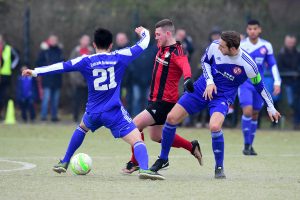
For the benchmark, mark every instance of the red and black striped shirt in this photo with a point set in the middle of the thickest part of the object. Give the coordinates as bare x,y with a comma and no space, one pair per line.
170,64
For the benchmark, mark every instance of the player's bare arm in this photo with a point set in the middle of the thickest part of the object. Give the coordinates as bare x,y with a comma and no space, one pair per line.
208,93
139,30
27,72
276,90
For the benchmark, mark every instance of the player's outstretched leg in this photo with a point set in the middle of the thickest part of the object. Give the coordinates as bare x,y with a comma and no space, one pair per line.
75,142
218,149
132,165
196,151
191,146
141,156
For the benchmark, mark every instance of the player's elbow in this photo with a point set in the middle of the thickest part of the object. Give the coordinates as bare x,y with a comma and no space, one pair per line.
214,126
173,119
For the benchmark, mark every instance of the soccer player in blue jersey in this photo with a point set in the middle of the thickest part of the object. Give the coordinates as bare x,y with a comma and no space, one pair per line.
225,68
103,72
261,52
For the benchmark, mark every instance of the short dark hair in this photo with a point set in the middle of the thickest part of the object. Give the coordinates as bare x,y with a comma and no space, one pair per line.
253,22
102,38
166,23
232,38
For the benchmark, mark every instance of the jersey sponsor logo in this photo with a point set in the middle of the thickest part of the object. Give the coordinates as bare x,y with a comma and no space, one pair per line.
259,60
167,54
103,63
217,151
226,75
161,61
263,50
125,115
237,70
---
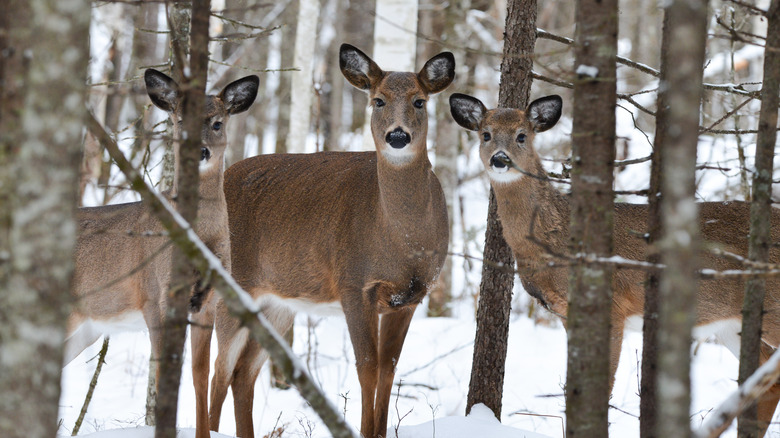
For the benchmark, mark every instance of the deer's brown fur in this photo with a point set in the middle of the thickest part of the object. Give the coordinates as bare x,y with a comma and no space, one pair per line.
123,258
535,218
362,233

**WHAT YOU ARE ASKED TO DO**
Find each line above that contains the word "jersey", with case counting, and copy those lines out in full.

**RESULT**
For the benchmark, mark every instance of the soccer player in blue jersey in this photo with a point set in the middle of the thickest part of the object. Give the coordinates as bare x,y with a comma and no space, one pair per line.
For the benchmark, mark every instance of the jersey sponsor logo in this photo with a point set in the middle of the thickest part of the object. Give the coordinates as bare x,y with a comma and no space, one pair per line.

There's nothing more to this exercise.